EXTRACTO DEL TEXTO:

-- -- --

Por si a alguien todavía no le queda claro: el demonio existe y los seres humanos no somos de su particular agrado; es más, el muy cobarde, puesto que a Dios no puede hacerle ningún daño directo, decidió herirlo a través de las criaturas que Él más amaba: nosotros. Por eso que nadie se espante, en especial los católicos (su presa favorita), si les digo que el demonio constantemente nos ataca y nos tienta para que ofendamos a nuestro Padre.
El problema es que el demonio es muy astuto, y nosotros, los católicos, muchas veces nos pasamos de ingenuos. Creemos que ir a Misa, rezar el Rosario y tratar de vivir una vida cristiana coherente nos exime automáticamente de toda preocupación por la presencia de este indeseable sujeto. Lamento decir que la realidad no es así. El demonio redobla sus esfuerzos cuando ve coherencia católica en nuestras vidas, asume nuevos rostros y actualiza sus estrategias.

-- -- --

MATERIAL MOSTRADO:

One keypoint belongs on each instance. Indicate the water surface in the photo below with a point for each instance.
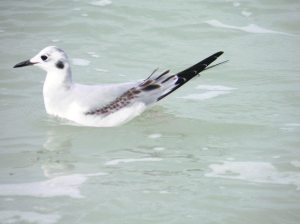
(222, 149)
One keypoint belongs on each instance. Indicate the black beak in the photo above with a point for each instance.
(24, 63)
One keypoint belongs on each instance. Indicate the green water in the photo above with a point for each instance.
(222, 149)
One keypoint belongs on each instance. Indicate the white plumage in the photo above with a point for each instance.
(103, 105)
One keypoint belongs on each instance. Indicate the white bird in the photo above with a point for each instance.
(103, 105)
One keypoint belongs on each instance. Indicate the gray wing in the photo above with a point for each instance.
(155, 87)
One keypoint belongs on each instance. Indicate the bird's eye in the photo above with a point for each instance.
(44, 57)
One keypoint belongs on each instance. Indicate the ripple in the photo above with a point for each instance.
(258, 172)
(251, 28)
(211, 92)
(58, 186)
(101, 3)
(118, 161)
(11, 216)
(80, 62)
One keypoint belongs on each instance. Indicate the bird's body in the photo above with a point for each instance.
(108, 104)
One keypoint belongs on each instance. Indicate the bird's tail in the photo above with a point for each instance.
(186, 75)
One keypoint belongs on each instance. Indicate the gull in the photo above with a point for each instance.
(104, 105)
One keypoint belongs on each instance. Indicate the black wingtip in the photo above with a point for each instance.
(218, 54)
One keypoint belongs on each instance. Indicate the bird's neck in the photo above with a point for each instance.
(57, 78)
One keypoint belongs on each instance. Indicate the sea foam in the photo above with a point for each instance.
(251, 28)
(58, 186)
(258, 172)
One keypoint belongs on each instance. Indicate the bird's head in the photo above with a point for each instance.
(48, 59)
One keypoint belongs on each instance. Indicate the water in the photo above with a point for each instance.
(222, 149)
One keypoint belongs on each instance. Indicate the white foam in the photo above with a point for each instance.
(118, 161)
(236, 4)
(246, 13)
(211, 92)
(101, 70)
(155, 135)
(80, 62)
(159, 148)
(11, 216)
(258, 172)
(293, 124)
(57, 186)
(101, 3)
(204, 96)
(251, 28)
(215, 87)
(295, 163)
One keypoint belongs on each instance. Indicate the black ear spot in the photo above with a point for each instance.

-- -- --

TAREAS REQUERIDAS:
[1] Según el extracto, ¿qué hace el demonio cuando ve coherencia católica en nuestras vidas?
[2] Extraiga del extracto, sin alteración alguna, el tramo que va desde "Por si a alguien" hasta "a nuestro Padre.".
Las líneas no guardan relación alguna con el extracto.

RESPUESTAS EN ORDEN:
[1] Redobla sus esfuerzos, asume nuevos rostros y actualiza sus estrategias.

[2]
Por si a alguien todavía no le queda claro: el demonio existe y los seres humanos no somos de su particular agrado; es más, el muy cobarde, puesto que a Dios no puede hacerle ningún daño directo, decidió herirlo a través de las criaturas que Él más amaba: nosotros. Por eso que nadie se espante, en especial los católicos (su presa favorita), si les digo que el demonio constantemente nos ataca y nos tienta para que ofendamos a nuestro Padre.